■ Work to do ■
List every line of the data below that contains the word "vertices", copying each line in full.

■ Listed records ■
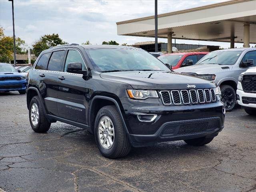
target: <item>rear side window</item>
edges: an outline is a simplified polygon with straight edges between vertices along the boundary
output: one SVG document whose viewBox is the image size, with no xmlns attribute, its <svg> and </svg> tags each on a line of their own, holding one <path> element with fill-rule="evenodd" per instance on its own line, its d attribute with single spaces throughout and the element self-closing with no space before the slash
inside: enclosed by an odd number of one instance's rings
<svg viewBox="0 0 256 192">
<path fill-rule="evenodd" d="M 61 67 L 64 54 L 64 50 L 53 52 L 49 61 L 47 70 L 61 71 Z"/>
<path fill-rule="evenodd" d="M 51 55 L 51 53 L 46 53 L 42 55 L 37 62 L 37 64 L 36 64 L 36 66 L 35 69 L 46 70 L 47 68 L 48 60 L 50 55 Z"/>
</svg>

■ The answer ■
edges: an outline is a simplified polygon with straight edges between vertices along the boundary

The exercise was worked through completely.